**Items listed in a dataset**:

-=-=-=-=-

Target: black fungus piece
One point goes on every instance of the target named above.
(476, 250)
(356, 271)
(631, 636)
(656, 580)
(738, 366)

-=-=-=-=-

**About this exercise**:
Transcribe every record above exactly.

**Result of the task**:
Target: black fungus piece
One point goes on every instance of the target named above.
(476, 250)
(356, 271)
(631, 636)
(656, 580)
(738, 366)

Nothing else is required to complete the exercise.